§ **READING TEXT**:
○ ○ ○ ○ ○ ○ ○

Wednesday 6 January 2010

The relationship between madness, suffering, and creativity.

In my humble opinion; madness leads to suffering, suffering stimulates creative and emotional impulses, therefore suffering enhances artistic creation. I stumbled across a quote which, to me, really supports this hypothesis:

"That schizophrenia is for some people a prerequisite to the creation of their works is rendered very probable through the coincidence of the chronological progress of the development of the psychosis, the change in the manner of their perception and activity, and the change of style in their creations."

This statement by Karl Jasper is relatively advanced. The 'nuts' who filled the 'nuthouses' were retrospectively misunderstood; particularly where their art was concerned. In 'Madness: A brief history', a particularly interesting book by R. Porter, I found several interesting theories which lend substance to this idea. Such as:

"Science turned insanity into pathology and the rise of the asylum set the mad poet or artist at growing risk of being put under lock and key, for society's own good or even his own. "

Porter describes a man named Carkesse who was one of the untouchables that suffered just such treatment:

"James Carkesse, an imprisoned clerk in 1679, wrote a collection of verse releasing his repression. He claimed physicians are the ones who are crazy, but Bedlamites are sane.
'Says he who with more wit than the Doctor had - Oppression will make a wise man mad'".

○ ○ ○ ○ ○ ○ ○

§ **WHAT THIS EXERCISE ASKS**:
**1)** Update the passage of the blog post on madness and creativity starting at "This statement by" and ending at "Bedlamites are sane.", replacing "asylum" with "madhouse".
**2)** List every person named in the blog post on madness and creativity.
**3)** Proceed with the blog post on madness, suffering, and creativity, picking up after its final sentence.
The entries that follow have no connection to the blog post on madness and creativity.

○ ○ ○ ○ ○ ○ ○

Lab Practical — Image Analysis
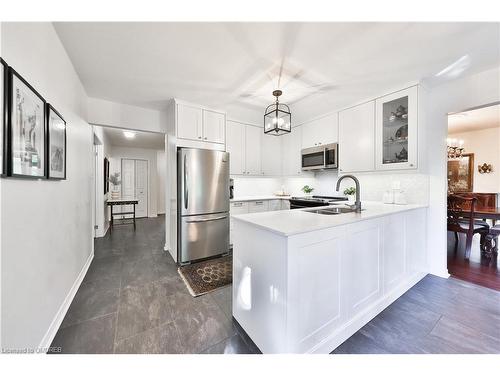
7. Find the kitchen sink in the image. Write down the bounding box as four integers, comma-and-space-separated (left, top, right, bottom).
305, 207, 364, 215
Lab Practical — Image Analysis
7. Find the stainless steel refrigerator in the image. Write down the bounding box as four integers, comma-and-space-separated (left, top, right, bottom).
177, 148, 229, 264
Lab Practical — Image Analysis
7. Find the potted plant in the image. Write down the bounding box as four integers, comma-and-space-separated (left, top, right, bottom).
302, 185, 314, 195
344, 186, 356, 204
108, 172, 122, 199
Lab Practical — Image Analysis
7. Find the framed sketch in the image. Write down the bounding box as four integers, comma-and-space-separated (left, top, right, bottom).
46, 103, 66, 180
448, 153, 474, 193
7, 68, 47, 178
0, 57, 8, 175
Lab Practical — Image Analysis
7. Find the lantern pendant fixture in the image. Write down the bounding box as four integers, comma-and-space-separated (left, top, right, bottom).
264, 90, 292, 135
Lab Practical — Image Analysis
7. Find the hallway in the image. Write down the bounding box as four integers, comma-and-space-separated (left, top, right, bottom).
52, 216, 256, 353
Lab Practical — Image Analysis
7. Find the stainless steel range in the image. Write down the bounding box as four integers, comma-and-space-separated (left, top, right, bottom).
290, 195, 347, 210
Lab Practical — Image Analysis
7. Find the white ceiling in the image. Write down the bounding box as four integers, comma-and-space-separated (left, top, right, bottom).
448, 104, 500, 135
54, 22, 500, 114
102, 126, 165, 150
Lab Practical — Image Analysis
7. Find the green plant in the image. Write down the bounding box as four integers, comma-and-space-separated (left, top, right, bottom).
108, 172, 122, 186
302, 185, 314, 194
344, 186, 356, 195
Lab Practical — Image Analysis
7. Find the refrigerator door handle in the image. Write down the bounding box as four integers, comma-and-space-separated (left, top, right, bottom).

○ ○ ○ ○ ○ ○ ○

§ **RESULTS BY TASK**:
**1)**
This statement by Karl Jasper is relatively advanced. The 'nuts' who filled the 'nuthouses' were retrospectively misunderstood; particularly where their art was concerned. In 'Madness: A brief history', a particularly interesting book by R. Porter, I found several interesting theories which lend substance to this idea. Such as:

"Science turned insanity into pathology and the rise of the madhouse set the mad poet or artist at growing risk of being put under lock and key, for society's own good or even his own. "

Porter describes a man named Carkesse who was one of the untouchables that suffered just such treatment:

"James Carkesse, an imprisoned clerk in 1679, wrote a collection of verse releasing his repression. He claimed physicians are the ones who are crazy, but Bedlamites are sane.

**2)** Karl Jasper, R. Porter, James Carkesse

**3)**
Carkesse protested his sanity. What was taken for lunacy in him was actually poetic inspiration. Artistic endeavor, now considered to be one of the best outlets for a troubled mind, was in the time of James Carkesse taken to be a symptom or source for Carkesse's lunacy. His ultimatum was to stop writing his poetry or remain under lock and key.

Now I know that I have made bold statements and thrown out wild generalizations and accusations, but one which I'm sure at least some people agree with, is to say that those who are declared 'mad' may simply be just a misunderstood minority. Almost all who are deemed insane, do not think that they are, yet just because they are a small demographic, their word counts as less. In just the same way that one may call a dead body 'art', just because they are the only person that thinks so - are they wrong?

A particularly amusing line I found in the same volume, seemed to concur with this:

If civilization is disordered, what right has it to pass judgement on the insane? Regarding his committal to Bedlam, the Restoration playwright Nathaniel Lee reputedly declared: 'They called me mad, and I called them mad, AND DAMN THEM, THEY OUTVOTED ME!'.